Stats NZ has a new website.

For new releases go to

As we transition to our new site, you'll still find some Stats NZ information here on this archive site.

  • Share this page to Facebook
  • Share this page to Twitter
  • Share this page to Google+
New Zealand's international portfolio investment - article

Key Statistics - article, January/February 1999, p7

This article discusses the concept and measurement of portfolio investment, the impact of data source improvements, quality issues and future developments.

New Zealand's international portfolio investment1


The 1980s and 1990s have seen a significant growth in the international flows of portfolio investment. This is primarily due to financial deregulation in many countries and technological developments. Changes in international financial markets opened up new possibilities for raising capital, investing for speculative gains and hedging risk. This stimulated a wide range of participants to enter or increase their involvement in these markets.

Measurement of this activity is difficult for Balance of Payments (BOP) compilers because of the complex and fluid nature of these investments. However, over the last seven years major quality improvements have been made to the portfolio investment component within New Zealand's BOP and International Investment Position (IIP)2 statistics.

This article discusses the concept and measurement of portfolio investment, the impact of data source improvements, quality issues and future developments associated with Statistics New Zealand's (SNZ) collection of these statistics.

Concept and measure

Portfolio investment consists of long-term debt securities (eg bonds and debentures, with an original contractual maturity of more than one year) and corporate equities, that are not classified under direct investment or reserves in the BOP and IIP statistics. New Zealand's holdings of portfolio investments (New Zealand portfolio investment abroad) are its assets, and conversely, non-residents' holdings of portfolio investments, (foreign portfolio investment in New Zealand) are liabilities of New Zealand.

Portfolio investment in equity capital is generally considered more passive or speculative in nature than direct investment in equity capital. This is because the portfolio investor has virtually no ability to influence either the managerial decision-making of the investment enterprise, or the return on that investment. These investors are therefore more concerned with the safety of their capital and the return they will obtain from their investment.

Within New Zealand's BOP and IIP statistics3 a New Zealand resident's equity ownership of less than 25 percent in a non-resident company is classified as portfolio investment abroad. On the liabilities side, if less than 25 percent of the total issued capital of a New Zealand resident company is collectively owned by non-residents, then the overseas investors are classified as portfolio investors in New Zealand.

Table 1 indicates the composition of New Zealand's portfolio investment flows (BOP) for the year ended March 1998 and stock position (IIP) at 31 March 1998. A time series of the IIP stock positions and reasons for the changes is discussed later in this article.

Table, New Zealand Portfolio Investment.

--- Tasks to carry out ---
• A. In the article on New Zealand's international portfolio investment, restate the paragraph beginning "Portfolio investment in equity capital" more briefly, keeping its main facts.
• B. Return word for word the passage of the portfolio investment article starting with "Portfolio investment consists" and going on through "of New Zealand.".

(Records)
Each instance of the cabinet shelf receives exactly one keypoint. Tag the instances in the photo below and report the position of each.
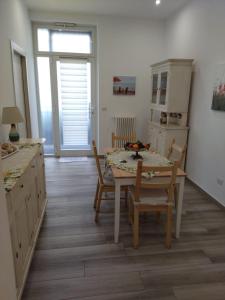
(169, 126)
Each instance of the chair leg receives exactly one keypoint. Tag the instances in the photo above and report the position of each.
(158, 215)
(96, 195)
(130, 210)
(169, 228)
(98, 203)
(136, 228)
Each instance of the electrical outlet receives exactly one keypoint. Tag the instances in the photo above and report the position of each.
(219, 181)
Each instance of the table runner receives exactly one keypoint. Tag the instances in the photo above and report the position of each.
(116, 157)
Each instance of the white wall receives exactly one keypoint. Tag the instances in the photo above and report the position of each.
(197, 31)
(125, 47)
(15, 25)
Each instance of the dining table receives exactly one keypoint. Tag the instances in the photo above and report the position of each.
(123, 168)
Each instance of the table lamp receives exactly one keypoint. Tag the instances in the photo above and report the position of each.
(12, 115)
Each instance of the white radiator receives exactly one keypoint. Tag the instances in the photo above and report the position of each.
(124, 125)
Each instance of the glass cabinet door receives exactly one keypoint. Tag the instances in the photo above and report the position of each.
(163, 88)
(154, 88)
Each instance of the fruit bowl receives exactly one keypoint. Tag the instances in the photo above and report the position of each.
(136, 147)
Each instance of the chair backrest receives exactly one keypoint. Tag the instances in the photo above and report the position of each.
(97, 162)
(177, 153)
(167, 182)
(120, 141)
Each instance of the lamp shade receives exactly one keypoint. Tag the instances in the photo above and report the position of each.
(11, 115)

--- The answers ---
• A. Portfolio investment in equity capital is usually seen as more passive or speculative than direct investment in equity capital. The portfolio investor has virtually no ability to influence the investment enterprise's managerial decisions or the return on that investment. These investors therefore care more about the safety of their capital and the return they will obtain.

• B.
Portfolio investment consists of long-term debt securities (eg bonds and debentures, with an original contractual maturity of more than one year) and corporate equities, that are not classified under direct investment or reserves in the BOP and IIP statistics. New Zealand's holdings of portfolio investments (New Zealand portfolio investment abroad) are its assets, and conversely, non-residents' holdings of portfolio investments, (foreign portfolio investment in New Zealand) are liabilities of New Zealand.